● **DESCRIPTION OF THE TASK**:
Copy out the listing below line for line, without any changes, and leave out the pictures.

● **RECORD EXTRACTS**:
________________
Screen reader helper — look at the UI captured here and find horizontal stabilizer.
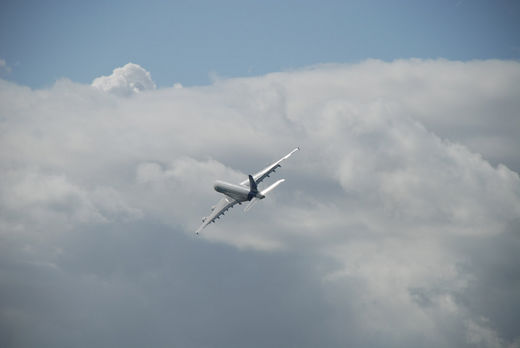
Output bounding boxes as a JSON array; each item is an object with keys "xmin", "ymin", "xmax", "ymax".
[{"xmin": 244, "ymin": 179, "xmax": 285, "ymax": 211}]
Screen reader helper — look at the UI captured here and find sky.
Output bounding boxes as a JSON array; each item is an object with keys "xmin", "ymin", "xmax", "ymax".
[
  {"xmin": 0, "ymin": 1, "xmax": 520, "ymax": 348},
  {"xmin": 0, "ymin": 0, "xmax": 520, "ymax": 88}
]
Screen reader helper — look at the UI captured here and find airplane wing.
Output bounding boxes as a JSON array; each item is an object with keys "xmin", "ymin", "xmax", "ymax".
[
  {"xmin": 240, "ymin": 147, "xmax": 300, "ymax": 186},
  {"xmin": 195, "ymin": 196, "xmax": 239, "ymax": 234}
]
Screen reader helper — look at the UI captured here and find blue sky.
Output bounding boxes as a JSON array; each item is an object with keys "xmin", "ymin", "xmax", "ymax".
[
  {"xmin": 0, "ymin": 0, "xmax": 520, "ymax": 88},
  {"xmin": 0, "ymin": 0, "xmax": 520, "ymax": 348}
]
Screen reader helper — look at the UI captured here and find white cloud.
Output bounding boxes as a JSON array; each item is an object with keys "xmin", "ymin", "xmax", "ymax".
[
  {"xmin": 92, "ymin": 63, "xmax": 156, "ymax": 96},
  {"xmin": 0, "ymin": 60, "xmax": 520, "ymax": 346}
]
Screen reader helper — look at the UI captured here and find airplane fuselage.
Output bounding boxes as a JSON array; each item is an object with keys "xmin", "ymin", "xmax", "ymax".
[{"xmin": 213, "ymin": 180, "xmax": 264, "ymax": 202}]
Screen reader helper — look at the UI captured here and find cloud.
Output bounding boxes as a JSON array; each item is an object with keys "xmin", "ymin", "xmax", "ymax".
[
  {"xmin": 92, "ymin": 63, "xmax": 156, "ymax": 96},
  {"xmin": 0, "ymin": 60, "xmax": 520, "ymax": 347}
]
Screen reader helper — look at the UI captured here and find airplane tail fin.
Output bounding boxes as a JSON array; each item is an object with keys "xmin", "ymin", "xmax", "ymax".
[
  {"xmin": 249, "ymin": 174, "xmax": 258, "ymax": 193},
  {"xmin": 244, "ymin": 179, "xmax": 285, "ymax": 211}
]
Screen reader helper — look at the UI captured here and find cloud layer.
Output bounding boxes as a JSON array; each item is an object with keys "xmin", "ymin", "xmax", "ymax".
[{"xmin": 0, "ymin": 60, "xmax": 520, "ymax": 347}]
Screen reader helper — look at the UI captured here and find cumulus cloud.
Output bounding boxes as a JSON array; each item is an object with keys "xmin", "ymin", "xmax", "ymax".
[
  {"xmin": 0, "ymin": 60, "xmax": 520, "ymax": 347},
  {"xmin": 92, "ymin": 63, "xmax": 156, "ymax": 96}
]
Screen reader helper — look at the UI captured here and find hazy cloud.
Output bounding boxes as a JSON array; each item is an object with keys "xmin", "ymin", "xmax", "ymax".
[{"xmin": 0, "ymin": 60, "xmax": 520, "ymax": 347}]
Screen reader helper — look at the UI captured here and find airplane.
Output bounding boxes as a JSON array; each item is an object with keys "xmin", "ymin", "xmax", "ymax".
[{"xmin": 195, "ymin": 147, "xmax": 300, "ymax": 235}]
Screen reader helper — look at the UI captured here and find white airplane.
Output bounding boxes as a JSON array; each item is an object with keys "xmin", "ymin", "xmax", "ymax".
________________
● **FINISHED TASK**:
Screen reader helper — look at the UI captured here and find horizontal stabilizer.
Output bounding boxes as a JSON array; each item is an object with keys "xmin", "ymin", "xmax", "ymax".
[{"xmin": 244, "ymin": 179, "xmax": 285, "ymax": 211}]
Screen reader helper — look at the UI captured here and find sky.
Output bounding boxes as a JSON array; each item is an object with keys "xmin", "ymin", "xmax", "ymax".
[
  {"xmin": 0, "ymin": 1, "xmax": 520, "ymax": 348},
  {"xmin": 0, "ymin": 0, "xmax": 520, "ymax": 88}
]
Screen reader helper — look at the UI captured here and find airplane wing.
Output bounding boxes as a JSON array; each item is an object with keys "xmin", "ymin", "xmax", "ymax".
[
  {"xmin": 240, "ymin": 147, "xmax": 300, "ymax": 186},
  {"xmin": 195, "ymin": 196, "xmax": 239, "ymax": 234}
]
Screen reader helper — look at the UI captured here and find blue sky.
Output bounding boxes as a JSON array; each item is an object with keys "xmin", "ymin", "xmax", "ymax".
[
  {"xmin": 0, "ymin": 0, "xmax": 520, "ymax": 88},
  {"xmin": 0, "ymin": 0, "xmax": 520, "ymax": 348}
]
Screen reader helper — look at the UI captured here and find white cloud.
Output bounding boxes as a JSON array; each item is an object with keys "xmin", "ymin", "xmax", "ymax".
[
  {"xmin": 92, "ymin": 63, "xmax": 156, "ymax": 96},
  {"xmin": 0, "ymin": 60, "xmax": 520, "ymax": 346}
]
Screen reader helper — look at the UI captured here and find airplane fuselage.
Output bounding boxes as a JSON array; each item is an object with keys "xmin", "ymin", "xmax", "ymax".
[{"xmin": 213, "ymin": 180, "xmax": 264, "ymax": 202}]
Screen reader helper — look at the UI captured here and find cloud.
Output bounding boxes as a JSON array; each item is an object with keys "xmin", "ymin", "xmax", "ymax".
[
  {"xmin": 92, "ymin": 63, "xmax": 156, "ymax": 96},
  {"xmin": 0, "ymin": 60, "xmax": 520, "ymax": 347}
]
Screen reader helper — look at the UI captured here and find airplane tail fin.
Output bounding boxes as a JSON array; each item is an object with keys "xmin", "ymin", "xmax", "ymax".
[
  {"xmin": 249, "ymin": 174, "xmax": 258, "ymax": 193},
  {"xmin": 244, "ymin": 179, "xmax": 285, "ymax": 211}
]
Screen reader helper — look at the UI captured here and find cloud layer.
Output bounding boxes as a JSON array; each item is an object with keys "xmin", "ymin", "xmax", "ymax".
[{"xmin": 0, "ymin": 60, "xmax": 520, "ymax": 347}]
Screen reader helper — look at the UI captured here and find cumulus cloud.
Output bounding boxes as a JSON array; each item is an object with keys "xmin", "ymin", "xmax", "ymax".
[
  {"xmin": 0, "ymin": 60, "xmax": 520, "ymax": 347},
  {"xmin": 92, "ymin": 63, "xmax": 156, "ymax": 96}
]
Screen reader helper — look at the UI captured here and find hazy cloud.
Output bounding boxes as a JSON array; each item is an object with keys "xmin", "ymin", "xmax", "ymax".
[{"xmin": 0, "ymin": 60, "xmax": 520, "ymax": 347}]
Screen reader helper — look at the UI captured here and find airplane.
Output bounding boxes as a JSON array; each item is an object with keys "xmin", "ymin", "xmax", "ymax".
[{"xmin": 195, "ymin": 147, "xmax": 300, "ymax": 235}]
Screen reader helper — look at the UI captured here and find white airplane.
Output bounding boxes as a JSON array; each item is an object with keys "xmin", "ymin", "xmax", "ymax".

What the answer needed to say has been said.